## START Page excerpt

As is well known, on 5 April 2000, the parliamentary hearings on the Crimean
Tatar problem took place in the Verkhovna Rada of Ukraine. As a result, was adopted the recommendations on
“The Problems of Legislative Settlement and Implementation of the State Policy on Ensuring the Rights of the
Crimean Tatar people and other national minorities, which have suffered from deportation and are voluntarily
returning to Ukraine”. The draft was developed with the participation of the legal department of the Mejlis
and contains a number of very positive aspects. First, it fixes that the Crimean Tatars are as an integral
people (nation) without using such wordings as “persons of the Crimean Tatar nationality”, or “deportees of
Crimean Tatars or other national minorities”<...> Second, the existence and necessity of resolving the legislative
problems of the Crimean Tatar people are recognized. At the same time, it should be noted that the Verkhovna
Rada of Ukraine did not adopt the draft, which it had been submitted for consideration. At the Communists’
insistence, the clause stating the necessity of adopting the Law “On the Status of the Crimean Tatar People”
as implementation of article 11 of the Constitution of Ukraine, which stipulates the state’s obligations to
indigenous people, was excluded from the draft. Only 190 persons out of 410 Deputies present in the session
hall have voted for adoption of the recommendations not excluding this clause, while, as we know, at least
226 votes are necessary to adopt a decision.
I request you to pay attention to the brochure given to you which contains a
shorthand report of the consideration of the draft Law “On rehabilitation and ensuring right of the persons of
national minorities, who had been repressed and deported from the territory of Ukraine” by the Verkhovna Rada of Ukraine
on 1-2 November 2000. This draft law was not adopted either, and only 170 persons out of 392 Deputies present
in the hall have voted to pass it to second first reading as we were insisting, because this document really
needs to be seriously corrected. While reading this shorthand report, pay attention to the nonsensical and
obviously chauvinistic statements made by the communists and other “leftists” during the consideration of this
issue. Thus, we can conclude that the number of Deputies in this Ukrainian Parliament who are ready to support
our justified demands at present does not exceed 170-190 persons.

## END Page excerpt

Given instruction - Reproduce the full passage on the Crimean Tatar question in the Verkhovna Rada word for word. The items that follow the passage are not needed.

## START Provided records

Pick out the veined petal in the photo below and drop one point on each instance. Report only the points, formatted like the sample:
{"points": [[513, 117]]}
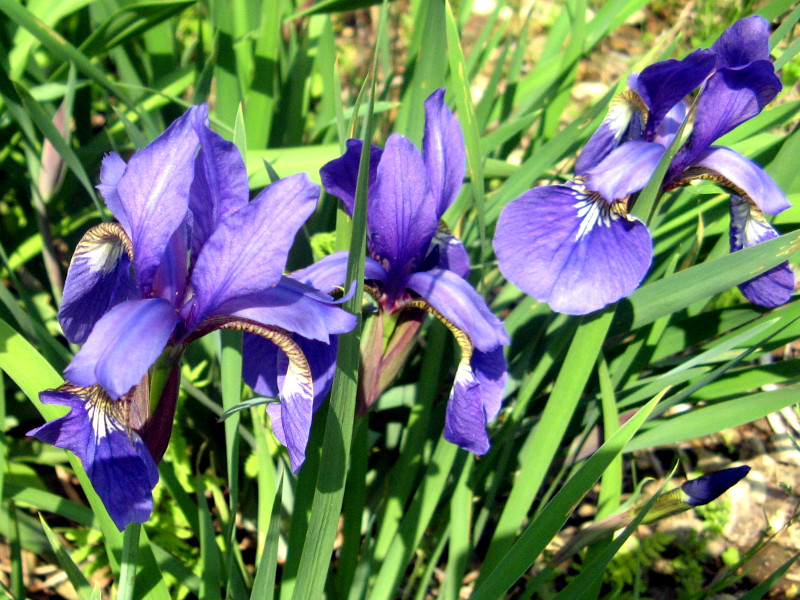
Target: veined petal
{"points": [[115, 458], [154, 193], [330, 272], [294, 380], [111, 170], [124, 343], [401, 215], [730, 97], [626, 170], [247, 252], [664, 84], [99, 278], [340, 176], [743, 176], [461, 305], [744, 42], [294, 307], [625, 121], [748, 227], [447, 252], [220, 185], [443, 151], [570, 249]]}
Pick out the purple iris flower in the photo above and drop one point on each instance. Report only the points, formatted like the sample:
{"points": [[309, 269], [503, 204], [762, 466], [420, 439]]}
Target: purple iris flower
{"points": [[416, 265], [576, 246], [190, 254]]}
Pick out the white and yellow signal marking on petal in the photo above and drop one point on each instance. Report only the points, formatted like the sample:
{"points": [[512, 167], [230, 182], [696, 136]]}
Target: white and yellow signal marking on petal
{"points": [[102, 246]]}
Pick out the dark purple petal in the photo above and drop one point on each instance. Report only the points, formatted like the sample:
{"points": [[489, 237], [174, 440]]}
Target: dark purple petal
{"points": [[220, 185], [747, 176], [748, 228], [114, 457], [626, 170], [729, 98], [623, 123], [401, 215], [459, 303], [247, 252], [111, 171], [562, 247], [712, 485], [664, 84], [443, 151], [123, 345], [294, 307], [154, 193], [744, 42], [330, 272], [99, 278], [340, 176], [447, 252]]}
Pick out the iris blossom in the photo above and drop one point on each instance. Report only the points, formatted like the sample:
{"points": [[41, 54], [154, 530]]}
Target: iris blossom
{"points": [[189, 254], [416, 265], [576, 246]]}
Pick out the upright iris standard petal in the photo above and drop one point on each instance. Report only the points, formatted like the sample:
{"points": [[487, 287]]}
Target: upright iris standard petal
{"points": [[748, 227], [219, 187], [740, 173], [401, 211], [744, 42], [115, 458], [443, 151], [730, 97], [571, 249], [123, 345], [247, 252], [662, 85], [154, 193], [340, 176], [98, 279]]}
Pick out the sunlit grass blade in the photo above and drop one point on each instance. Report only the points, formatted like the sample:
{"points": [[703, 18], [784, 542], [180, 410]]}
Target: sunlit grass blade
{"points": [[540, 531]]}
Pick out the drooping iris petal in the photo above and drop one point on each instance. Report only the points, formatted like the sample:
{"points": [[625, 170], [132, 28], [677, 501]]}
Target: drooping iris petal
{"points": [[219, 187], [294, 307], [330, 272], [154, 193], [626, 170], [447, 252], [340, 176], [730, 97], [748, 227], [712, 485], [401, 210], [460, 304], [443, 151], [624, 122], [124, 343], [663, 84], [465, 418], [247, 252], [99, 277], [744, 175], [115, 458], [111, 171], [571, 250], [744, 42]]}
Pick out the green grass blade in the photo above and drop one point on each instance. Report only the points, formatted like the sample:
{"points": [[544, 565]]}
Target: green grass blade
{"points": [[540, 531]]}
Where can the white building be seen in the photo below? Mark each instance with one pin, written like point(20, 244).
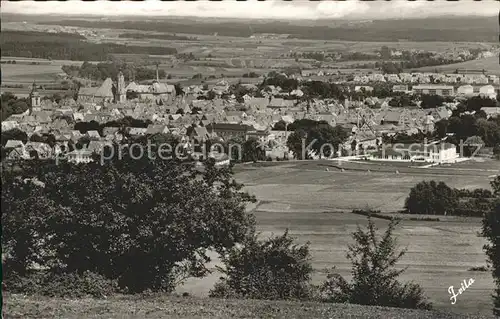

## END Provided records

Response -
As is well known, on 5 April 2000, the parliamentary hearings on the Crimean
Tatar problem took place in the Verkhovna Rada of Ukraine. As a result, was adopted the recommendations on
“The Problems of Legislative Settlement and Implementation of the State Policy on Ensuring the Rights of the
Crimean Tatar people and other national minorities, which have suffered from deportation and are voluntarily
returning to Ukraine”. The draft was developed with the participation of the legal department of the Mejlis
and contains a number of very positive aspects. First, it fixes that the Crimean Tatars are as an integral
people (nation) without using such wordings as “persons of the Crimean Tatar nationality”, or “deportees of
Crimean Tatars or other national minorities”<...> Second, the existence and necessity of resolving the legislative
problems of the Crimean Tatar people are recognized. At the same time, it should be noted that the Verkhovna
Rada of Ukraine did not adopt the draft, which it had been submitted for consideration. At the Communists’
insistence, the clause stating the necessity of adopting the Law “On the Status of the Crimean Tatar People”
as implementation of article 11 of the Constitution of Ukraine, which stipulates the state’s obligations to
indigenous people, was excluded from the draft. Only 190 persons out of 410 Deputies present in the session
hall have voted for adoption of the recommendations not excluding this clause, while, as we know, at least
226 votes are necessary to adopt a decision.
I request you to pay attention to the brochure given to you which contains a
shorthand report of the consideration of the draft Law “On rehabilitation and ensuring right of the persons of
national minorities, who had been repressed and deported from the territory of Ukraine” by the Verkhovna Rada of Ukraine
on 1-2 November 2000. This draft law was not adopted either, and only 170 persons out of 392 Deputies present
in the hall have voted to pass it to second first reading as we were insisting, because this document really
needs to be seriously corrected. While reading this shorthand report, pay attention to the nonsensical and
obviously chauvinistic statements made by the communists and other “leftists” during the consideration of this
issue. Thus, we can conclude that the number of Deputies in this Ukrainian Parliament who are ready to support
our justified demands at present does not exceed 170-190 persons.